**PROBLEM DESCRIPTION:** Render these lines as a Markdown table with the columns "No." and "Text", numbering each line and skipping blank lines. Omit the pictures from the table.

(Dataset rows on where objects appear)
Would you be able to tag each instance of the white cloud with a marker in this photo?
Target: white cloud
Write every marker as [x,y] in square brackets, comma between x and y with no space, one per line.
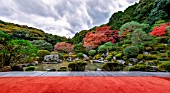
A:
[61,17]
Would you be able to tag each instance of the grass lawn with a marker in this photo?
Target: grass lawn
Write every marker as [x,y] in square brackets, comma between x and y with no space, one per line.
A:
[89,67]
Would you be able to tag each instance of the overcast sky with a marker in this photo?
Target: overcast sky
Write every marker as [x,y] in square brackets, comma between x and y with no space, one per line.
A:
[61,17]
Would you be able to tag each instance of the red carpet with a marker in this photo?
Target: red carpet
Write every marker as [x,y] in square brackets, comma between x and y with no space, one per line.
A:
[84,85]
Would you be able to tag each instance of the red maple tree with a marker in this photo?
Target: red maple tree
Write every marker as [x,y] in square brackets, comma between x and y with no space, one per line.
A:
[103,34]
[160,30]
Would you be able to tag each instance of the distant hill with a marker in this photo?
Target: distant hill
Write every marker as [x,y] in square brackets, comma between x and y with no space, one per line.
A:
[29,33]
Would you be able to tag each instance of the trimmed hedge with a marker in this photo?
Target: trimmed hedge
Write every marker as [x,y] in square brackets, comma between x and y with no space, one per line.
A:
[17,68]
[63,68]
[140,56]
[77,66]
[131,51]
[112,66]
[150,57]
[164,66]
[163,59]
[139,68]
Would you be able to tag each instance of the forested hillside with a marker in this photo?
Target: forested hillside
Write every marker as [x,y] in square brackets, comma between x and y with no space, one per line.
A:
[137,39]
[29,33]
[146,11]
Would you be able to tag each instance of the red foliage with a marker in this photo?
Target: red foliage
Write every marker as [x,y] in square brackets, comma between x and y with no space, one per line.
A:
[102,35]
[64,47]
[160,30]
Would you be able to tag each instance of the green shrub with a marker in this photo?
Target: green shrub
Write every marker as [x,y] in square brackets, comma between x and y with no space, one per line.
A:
[80,55]
[124,58]
[164,66]
[125,45]
[42,53]
[77,66]
[154,52]
[162,51]
[92,52]
[109,57]
[118,49]
[161,47]
[168,42]
[118,56]
[150,57]
[154,63]
[63,68]
[139,68]
[102,49]
[163,59]
[131,51]
[30,68]
[168,53]
[140,47]
[112,66]
[17,68]
[140,56]
[127,42]
[97,56]
[52,69]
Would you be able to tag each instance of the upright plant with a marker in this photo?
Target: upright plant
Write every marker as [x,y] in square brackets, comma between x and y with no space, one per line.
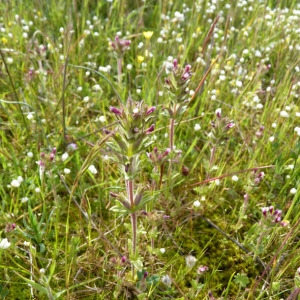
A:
[129,142]
[177,85]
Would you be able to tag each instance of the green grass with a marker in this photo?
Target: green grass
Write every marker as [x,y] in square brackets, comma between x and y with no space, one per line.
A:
[70,235]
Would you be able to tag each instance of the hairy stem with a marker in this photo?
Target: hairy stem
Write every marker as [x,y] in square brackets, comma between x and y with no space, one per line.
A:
[120,70]
[172,125]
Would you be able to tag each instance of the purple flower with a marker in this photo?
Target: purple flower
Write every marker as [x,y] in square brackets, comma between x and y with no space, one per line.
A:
[115,111]
[150,129]
[175,63]
[150,110]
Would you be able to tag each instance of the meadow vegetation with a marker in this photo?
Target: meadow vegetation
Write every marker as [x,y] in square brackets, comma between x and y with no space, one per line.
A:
[149,149]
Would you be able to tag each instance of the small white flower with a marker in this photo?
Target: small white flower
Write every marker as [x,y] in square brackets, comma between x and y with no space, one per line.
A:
[67,171]
[284,114]
[4,244]
[15,183]
[197,203]
[190,261]
[234,178]
[65,156]
[197,127]
[92,169]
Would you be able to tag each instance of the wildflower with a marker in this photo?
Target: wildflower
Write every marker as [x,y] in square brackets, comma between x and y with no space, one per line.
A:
[72,147]
[166,280]
[140,58]
[4,244]
[202,269]
[234,178]
[265,210]
[15,183]
[147,34]
[65,156]
[284,114]
[123,259]
[24,199]
[197,127]
[4,40]
[102,119]
[284,223]
[92,169]
[197,203]
[238,83]
[120,46]
[30,116]
[67,171]
[96,87]
[190,261]
[116,111]
[218,112]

**ANSWER TO THE TASK:**
| No. | Text |
|---|---|
| 1 | Would you be able to tag each instance of the white cloud with a marker in this photo? |
| 2 | Target: white cloud |
| 3 | Write every marker as [x,y] in square brackets, comma between x and y with no space, one per line. |
| 4 | A: |
| 5 | [61,17] |
| 6 | Would you be able to tag each instance of the grass lawn with a marker in this photo? |
| 7 | Target: grass lawn |
| 8 | Write every marker as [x,y] in square brackets, comma between x and y with no space, one per line. |
| 9 | A: |
| 10 | [89,67] |
| 11 | Would you be able to tag each instance of the overcast sky with a marker in this photo? |
| 12 | Target: overcast sky |
| 13 | Write every marker as [x,y] in square brackets, comma between x and y with no space, one per line. |
| 14 | A: |
| 15 | [61,17] |
| 16 | Would you be able to tag each instance of the red carpet with a marker in this photo? |
| 17 | Target: red carpet |
| 18 | Write every marker as [x,y] in square brackets, comma between x and y with no space, one per line. |
| 19 | A: |
| 20 | [84,85] |
| 21 | Would you be able to tag each instance of the red maple tree with a marker in this photo? |
| 22 | Target: red maple tree |
| 23 | Write every marker as [x,y] in square brackets, comma between x and y with no space, one per line. |
| 24 | A: |
| 25 | [103,34] |
| 26 | [160,30] |
| 27 | Would you be able to tag each instance of the distant hill with a marker in this photo? |
| 28 | Target: distant hill |
| 29 | Write every marker as [x,y] in square brackets, comma between x and y with no space, one per line. |
| 30 | A: |
| 31 | [29,33] |
| 32 | Would you be able to tag each instance of the trimmed hedge with a marker in this photo? |
| 33 | Target: trimmed hedge |
| 34 | Write every marker as [x,y] in square brackets, comma between x and y with no space, one per line. |
| 35 | A: |
| 36 | [17,68] |
| 37 | [63,68] |
| 38 | [140,56] |
| 39 | [77,66] |
| 40 | [131,51] |
| 41 | [112,66] |
| 42 | [150,57] |
| 43 | [164,66] |
| 44 | [163,59] |
| 45 | [139,68] |
| 46 | Would you be able to tag each instance of the forested hillside with a marker in this photo? |
| 47 | Target: forested hillside |
| 48 | Write every marker as [x,y] in square brackets, comma between x and y with no space, one per line. |
| 49 | A: |
| 50 | [137,39] |
| 51 | [29,33] |
| 52 | [146,11] |
| 53 | Would you be able to tag each instance of the red foliage with a marker in this photo? |
| 54 | Target: red foliage |
| 55 | Write every marker as [x,y] in square brackets, comma between x and y with no space, one per line. |
| 56 | A: |
| 57 | [102,35] |
| 58 | [64,47] |
| 59 | [160,30] |
| 60 | Would you be able to tag each instance of the green shrub with a marker in this photo? |
| 61 | Target: green shrub |
| 62 | Write every marker as [x,y] in square brackets, comma between x and y with no space, one per line. |
| 63 | A: |
| 64 | [80,55] |
| 65 | [124,58] |
| 66 | [164,66] |
| 67 | [125,45] |
| 68 | [42,53] |
| 69 | [77,66] |
| 70 | [154,52] |
| 71 | [162,51] |
| 72 | [92,52] |
| 73 | [109,57] |
| 74 | [118,49] |
| 75 | [161,47] |
| 76 | [168,42] |
| 77 | [118,56] |
| 78 | [150,57] |
| 79 | [154,63] |
| 80 | [63,68] |
| 81 | [139,68] |
| 82 | [102,49] |
| 83 | [163,59] |
| 84 | [131,51] |
| 85 | [30,68] |
| 86 | [168,53] |
| 87 | [140,47] |
| 88 | [112,66] |
| 89 | [17,68] |
| 90 | [140,56] |
| 91 | [127,42] |
| 92 | [97,56] |
| 93 | [52,69] |
| 94 | Would you be able to tag each instance of the upright plant with a marker in this photo? |
| 95 | Target: upright plant |
| 96 | Write every marker as [x,y] in square brackets, comma between x and y with no space, one per line. |
| 97 | A: |
| 98 | [129,142] |
| 99 | [177,85] |
| 100 | Would you be able to tag each instance of the green grass with a marker in this photo? |
| 101 | Target: green grass |
| 102 | Write every marker as [x,y] in square brackets, comma between x and y with no space, one per line. |
| 103 | A: |
| 104 | [70,235] |
| 105 | Would you be able to tag each instance of the hairy stem with a marker in this photo? |
| 106 | Target: hairy stem |
| 107 | Write every marker as [x,y] in square brackets, comma between x and y with no space, one per line. |
| 108 | A: |
| 109 | [120,70] |
| 110 | [172,125] |
| 111 | Would you be able to tag each instance of the purple flower with a marker in this photo? |
| 112 | Target: purple flower |
| 113 | Write every marker as [x,y] in square brackets, comma between x and y with no space, one per line. |
| 114 | A: |
| 115 | [115,111] |
| 116 | [150,129] |
| 117 | [175,63] |
| 118 | [150,110] |
| 119 | Would you be able to tag each instance of the meadow vegetation with a marker in this photo? |
| 120 | Target: meadow vegetation |
| 121 | Write every marker as [x,y] in square brackets, comma between x and y with no space, one per line. |
| 122 | A: |
| 123 | [149,149] |
| 124 | Would you be able to tag each instance of the small white flower with a marker in this photo? |
| 125 | Target: small white flower |
| 126 | Write every marker as [x,y] in square brackets, comma between x and y with no space, one per line. |
| 127 | A: |
| 128 | [67,171] |
| 129 | [284,114] |
| 130 | [4,244] |
| 131 | [15,183] |
| 132 | [197,203] |
| 133 | [190,261] |
| 134 | [234,178] |
| 135 | [65,156] |
| 136 | [197,127] |
| 137 | [92,169] |
| 138 | Would you be able to tag each instance of the wildflower with a marker in this photo? |
| 139 | Target: wildflower |
| 140 | Write every marker as [x,y] in square brackets, comma between x and y with no space, one per line. |
| 141 | A: |
| 142 | [72,147] |
| 143 | [166,280] |
| 144 | [140,58] |
| 145 | [4,244] |
| 146 | [202,269] |
| 147 | [234,178] |
| 148 | [265,210] |
| 149 | [15,183] |
| 150 | [147,34] |
| 151 | [65,156] |
| 152 | [284,114] |
| 153 | [123,259] |
| 154 | [24,199] |
| 155 | [197,127] |
| 156 | [4,40] |
| 157 | [102,119] |
| 158 | [284,223] |
| 159 | [92,169] |
| 160 | [197,203] |
| 161 | [238,83] |
| 162 | [120,46] |
| 163 | [30,116] |
| 164 | [67,171] |
| 165 | [96,87] |
| 166 | [190,261] |
| 167 | [116,111] |
| 168 | [218,112] |